## EXERCICES
• A. D'après l'extrait sur l'industrie de l'armement, quelle entreprise va intégrer le DAX lundi ?
• B. Relevez tous les types d'armement que les Européens achètent selon l'extrait sur l'industrie de l'armement.
• C. Poursuivez l'extrait sur l'industrie de l'armement après sa dernière phrase.

## EXTRAIT À LIRE

###

Monde Europe

Les États de l’Union européenne se préparent à acheter des obus en commun pour remplir leur stock

Les bourses européennes ont traversé un gros trou d’air cette semaine. Mais il y a un secteur de l’économie qui reste au beau fixe, l’industrie de l’armement. Si vous avez des économies, placez-les chez les marchands de canons. Leurs affaires marchent très très bien en ce moment. Tellement bien que Rheinmetall, le fabricant d’armes allemand va intégrer lundi le DAX, l’indice vedette de la Bourse de Francfort à la place d’une entreprise pharmaceutique. Tout un symbole.

Le contexte de la guerre en Ukraine leur est plutôt favorable

Après des années de disette, les États membres gonflent leur budget défense. Les importations d’armes en Europe ont quasiment doublé. Les Européens achètent à tout va : des sous-marins, des avions de combat, des drones, des missiles antichars, des munitions… notamment pour remplacer tout ce qu’ils ont déjà livré à l’Ukraine. Parce que pour armer Kiev, les Européens ont vidé leurs arsenaux.

###

(Données de localisation de points)
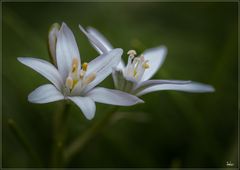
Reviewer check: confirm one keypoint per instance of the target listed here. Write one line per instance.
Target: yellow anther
(131, 53)
(84, 66)
(75, 64)
(69, 82)
(146, 65)
(142, 58)
(90, 78)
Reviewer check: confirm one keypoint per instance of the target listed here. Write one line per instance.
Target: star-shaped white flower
(134, 77)
(73, 81)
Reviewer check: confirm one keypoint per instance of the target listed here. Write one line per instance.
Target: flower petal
(95, 42)
(52, 41)
(44, 68)
(102, 66)
(113, 97)
(155, 57)
(121, 65)
(67, 49)
(45, 94)
(193, 87)
(149, 83)
(100, 38)
(86, 104)
(121, 83)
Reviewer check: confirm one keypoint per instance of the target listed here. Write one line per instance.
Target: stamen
(146, 65)
(90, 78)
(75, 64)
(84, 66)
(69, 82)
(131, 53)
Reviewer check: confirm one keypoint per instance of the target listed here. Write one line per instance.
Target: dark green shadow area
(172, 129)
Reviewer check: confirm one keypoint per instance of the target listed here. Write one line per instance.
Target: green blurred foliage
(172, 129)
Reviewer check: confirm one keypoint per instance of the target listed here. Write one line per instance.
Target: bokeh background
(172, 129)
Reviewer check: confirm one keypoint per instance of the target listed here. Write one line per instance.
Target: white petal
(156, 57)
(100, 38)
(44, 68)
(102, 66)
(122, 83)
(98, 45)
(113, 97)
(86, 104)
(66, 50)
(193, 87)
(52, 41)
(149, 83)
(45, 94)
(121, 65)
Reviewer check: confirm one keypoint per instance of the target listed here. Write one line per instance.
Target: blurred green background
(172, 129)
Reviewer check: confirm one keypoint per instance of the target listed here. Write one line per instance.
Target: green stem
(22, 139)
(83, 139)
(60, 129)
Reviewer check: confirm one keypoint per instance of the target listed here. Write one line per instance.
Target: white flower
(134, 77)
(73, 81)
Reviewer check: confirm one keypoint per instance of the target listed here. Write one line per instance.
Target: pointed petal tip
(140, 101)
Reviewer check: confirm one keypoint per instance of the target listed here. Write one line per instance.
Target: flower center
(77, 78)
(136, 66)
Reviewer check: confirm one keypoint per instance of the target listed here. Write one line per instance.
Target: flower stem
(22, 139)
(91, 132)
(59, 134)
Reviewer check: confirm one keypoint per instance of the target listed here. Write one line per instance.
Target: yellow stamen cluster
(146, 65)
(77, 76)
(132, 53)
(90, 78)
(69, 82)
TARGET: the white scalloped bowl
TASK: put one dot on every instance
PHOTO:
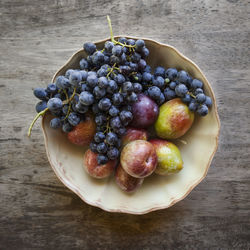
(157, 192)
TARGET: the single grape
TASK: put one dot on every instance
(137, 77)
(126, 117)
(182, 76)
(135, 57)
(67, 127)
(123, 58)
(186, 99)
(196, 84)
(99, 137)
(104, 104)
(202, 110)
(74, 119)
(109, 46)
(92, 80)
(132, 98)
(111, 138)
(137, 87)
(62, 82)
(122, 40)
(144, 52)
(114, 60)
(102, 159)
(158, 81)
(159, 71)
(112, 87)
(98, 58)
(84, 75)
(154, 92)
(65, 109)
(80, 108)
(127, 87)
(115, 122)
(113, 153)
(40, 93)
(75, 77)
(142, 64)
(208, 101)
(102, 72)
(193, 105)
(90, 48)
(84, 64)
(120, 131)
(147, 77)
(181, 90)
(171, 74)
(117, 50)
(98, 92)
(51, 89)
(198, 91)
(169, 94)
(40, 106)
(133, 66)
(117, 99)
(55, 123)
(119, 78)
(113, 111)
(200, 98)
(103, 82)
(127, 108)
(161, 100)
(86, 98)
(54, 104)
(148, 69)
(131, 42)
(93, 147)
(172, 85)
(68, 72)
(95, 108)
(102, 148)
(139, 44)
(125, 70)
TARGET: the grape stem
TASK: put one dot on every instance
(112, 35)
(35, 119)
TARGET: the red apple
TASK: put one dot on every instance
(83, 133)
(139, 159)
(98, 171)
(133, 134)
(145, 112)
(127, 182)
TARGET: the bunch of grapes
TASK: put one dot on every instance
(107, 83)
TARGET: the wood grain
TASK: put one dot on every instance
(37, 211)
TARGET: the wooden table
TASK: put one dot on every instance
(37, 211)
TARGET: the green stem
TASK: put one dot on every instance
(110, 28)
(191, 94)
(112, 35)
(35, 119)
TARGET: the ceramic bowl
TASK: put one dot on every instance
(157, 192)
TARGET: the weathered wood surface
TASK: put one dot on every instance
(37, 211)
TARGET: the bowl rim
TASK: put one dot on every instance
(73, 188)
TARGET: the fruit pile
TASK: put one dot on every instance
(115, 87)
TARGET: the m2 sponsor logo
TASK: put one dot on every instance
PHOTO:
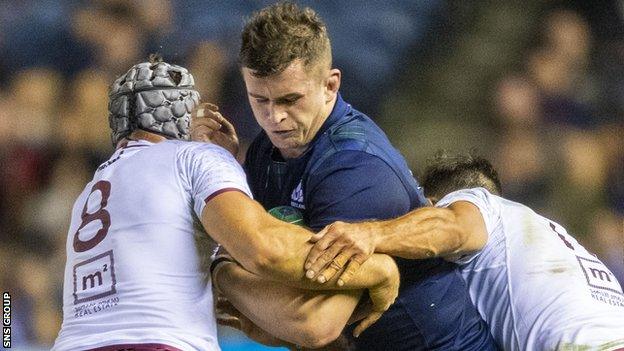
(598, 275)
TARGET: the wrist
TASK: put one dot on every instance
(375, 231)
(217, 266)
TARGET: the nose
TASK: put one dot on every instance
(277, 114)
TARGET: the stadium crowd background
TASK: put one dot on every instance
(536, 86)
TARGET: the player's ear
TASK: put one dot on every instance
(332, 84)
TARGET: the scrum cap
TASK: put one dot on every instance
(154, 96)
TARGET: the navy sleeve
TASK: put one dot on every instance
(351, 186)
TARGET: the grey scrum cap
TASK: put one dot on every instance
(157, 97)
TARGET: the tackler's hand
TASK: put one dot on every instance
(336, 245)
(208, 125)
(382, 297)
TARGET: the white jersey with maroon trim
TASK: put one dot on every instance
(133, 272)
(535, 285)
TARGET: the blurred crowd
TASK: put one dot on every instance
(537, 88)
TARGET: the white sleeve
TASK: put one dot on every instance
(207, 170)
(480, 198)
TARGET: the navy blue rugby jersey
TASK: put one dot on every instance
(351, 172)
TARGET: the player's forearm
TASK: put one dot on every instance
(375, 271)
(298, 316)
(423, 233)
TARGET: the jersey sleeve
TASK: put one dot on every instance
(351, 186)
(480, 198)
(207, 170)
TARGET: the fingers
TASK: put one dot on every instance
(367, 322)
(324, 260)
(225, 307)
(231, 322)
(334, 267)
(318, 236)
(323, 239)
(352, 268)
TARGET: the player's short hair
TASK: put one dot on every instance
(154, 96)
(281, 33)
(446, 173)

###

## CORRIGÉ DES EXERCICES
• A. Rheinmetall, le fabricant d'armes allemand.

• B. Sous-marins, avions de combat, drones, missiles antichars, munitions.

• C.
Impossible d’affirmer que les stocks sont vides, secret-défense absolu, mais le manque d’investissement chronique des dernières années et le nombre de matériels et de munitions livrés à l’Ukraine laissent entrevoir la réalité : il n’y a plus grand-chose en rayon. Ce qui pose aujourd’hui un vrai problème sur le terrain.

Dans la région de Bakhmout, là où les combats font rage, les Ukrainiens tirent environ 7000 obus par jour quand les Russes en tirent 50.000. Et l’annonce la semaine dernière par le secrétaire général de l’OTAN, Jens Stoltenberg, que l’Ukraine utilise plus d’obus que nous en produisons montre que c’est un peu la panique à bord.

 

Vers des achats en commun de munitions

L’idée mise sur la table par la Première ministre estonienne Kaja Kallas serait de réunir les États membres pour réapprovisionner leurs stocks d’armes. Le principe serait le même que pour ce qui a été fait avec les vaccins contre le Covid : acheter en commun du matériel dont tout le monde a besoin pour créer un effet de levier sur l’industrie et faire baisser les prix. Il y a encore quelques mois l’idée semblait totalement irréaliste… elle est aujourd’hui en train de prendre forme. Les 27 ministres de la Défense de l’Union devraient se mettre d’accord sur le principe lundi.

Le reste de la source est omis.